● Problem set
1: Summarize the TREC 2005 HARD track guidelines in two sentences.
2: Carry the TREC 2005 HARD track guidelines forward from the point where they stop.

● Document extract
HARD, High Accuracy Retrieval from Documents
Guidelines (TREC 2005)


Change history:
Please check the official HARD Web site (http://ciir.cs.umass.edu/research/hard) to ensure that you are looking at the latest guidelines. 

This page is the authoritative source of information on the TREC 2005 HARD track.  You can jump directly to details on:


Summary of changes from TREC 2004's track

  1. There is no passage retrieval evaluation as part of the track this year.  The format of submitted runs will take that into account.
  2. The corpus will be the full AQUAINT collection.  In HARD 2003 it used part of AQUAINT plus additional documents.  In HARD 2004 it was a collection of news from 2003 collated especially for HARD.
  3. The topics will be selected from existing TREC topics.  They will not include metadata, with the exception of an "expertise" field.
  4. There will be no notion of "hard relevance" and "soft relevance".  Documents will be judged for relevance.
  5. Clarification forms can be much more complex this year.
  6. The official evaluation measure will possibly be different, but is not yet resolved.
  7. The submission format for runs does not include passage offset and length.  Instead, the format is the "classic" TREC submission format.

● Entries
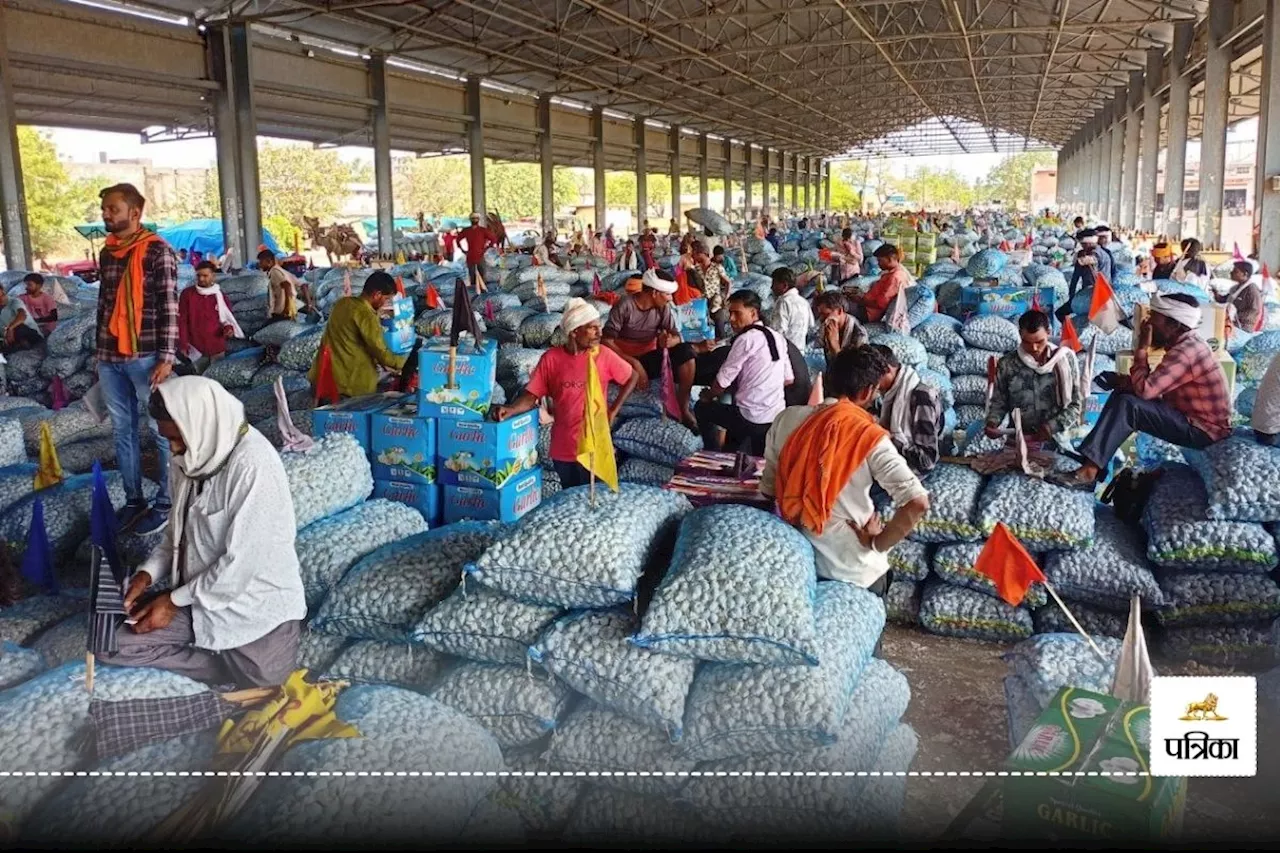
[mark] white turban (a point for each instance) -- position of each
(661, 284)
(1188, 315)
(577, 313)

==

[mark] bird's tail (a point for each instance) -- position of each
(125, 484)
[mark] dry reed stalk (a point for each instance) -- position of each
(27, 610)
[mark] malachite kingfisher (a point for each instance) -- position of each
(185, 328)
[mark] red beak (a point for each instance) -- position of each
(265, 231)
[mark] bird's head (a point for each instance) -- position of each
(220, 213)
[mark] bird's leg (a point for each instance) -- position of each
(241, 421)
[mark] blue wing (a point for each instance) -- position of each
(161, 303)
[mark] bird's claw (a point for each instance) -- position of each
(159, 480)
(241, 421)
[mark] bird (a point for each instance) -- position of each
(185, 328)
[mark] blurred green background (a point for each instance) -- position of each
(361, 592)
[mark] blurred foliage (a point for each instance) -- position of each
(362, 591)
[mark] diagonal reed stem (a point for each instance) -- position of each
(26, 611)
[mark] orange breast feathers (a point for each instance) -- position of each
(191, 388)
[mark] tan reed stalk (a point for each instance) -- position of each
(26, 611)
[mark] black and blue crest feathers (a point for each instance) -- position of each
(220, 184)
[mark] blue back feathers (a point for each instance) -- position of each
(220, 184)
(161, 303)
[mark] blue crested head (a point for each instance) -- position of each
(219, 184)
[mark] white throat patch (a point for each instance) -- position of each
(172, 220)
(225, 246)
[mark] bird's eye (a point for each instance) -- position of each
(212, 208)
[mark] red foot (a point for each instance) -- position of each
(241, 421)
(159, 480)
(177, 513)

...

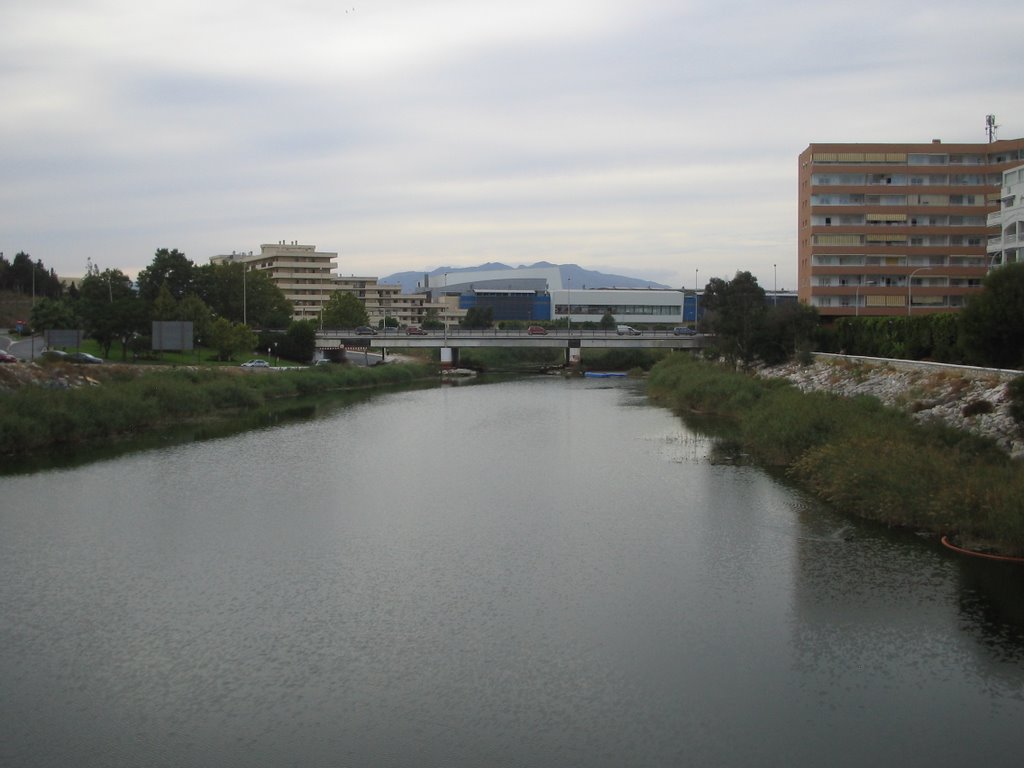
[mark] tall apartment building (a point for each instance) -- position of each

● Task responses
1: The TREC 2005 HARD track guidelines state that this year's track has no passage retrieval evaluation, uses the full AQUAINT collection as its corpus, and draws its topics from existing TREC topics with no metadata except an "expertise" field. Documents are judged only for relevance, with no hard or soft distinction, clarification forms can be much more complex, runs use the classic TREC submission format without passage offset and length, and the official evaluation measure may change but is not yet resolved.

2:
Corpus and topics

The test collection will be the AQUAINT corpus.  Instructions for acquiring this corpus were sent with the "welcome" email sent to participants by NIST.  In a nutshell, you need to fill out the AQUAINT organization permission form available in the "Forms" part of the active participants' part of the TREC web site and send it to NIST.  They'll ship you the data, assuming all is well.  (You also need to have filled out the agreement concening dissemination of TREC results.)


Topics will be the same topics used by the Robust track.  There will be 50 topics culled from two existing sets of topics: (1) a set of 50 topics designated as difficult and (2) a set of 25-50 topics that have had low precision scores in the robust track.  The topics will be culled to ensure that they are likely to have some but not too many relevant documents in the AQUAINT corpus.  There will be no effort to ensure that the topics vary along any dimension.  Note that this is in contrast to earlier HARD tracks where topics had varying subject, geographical focus, and so on.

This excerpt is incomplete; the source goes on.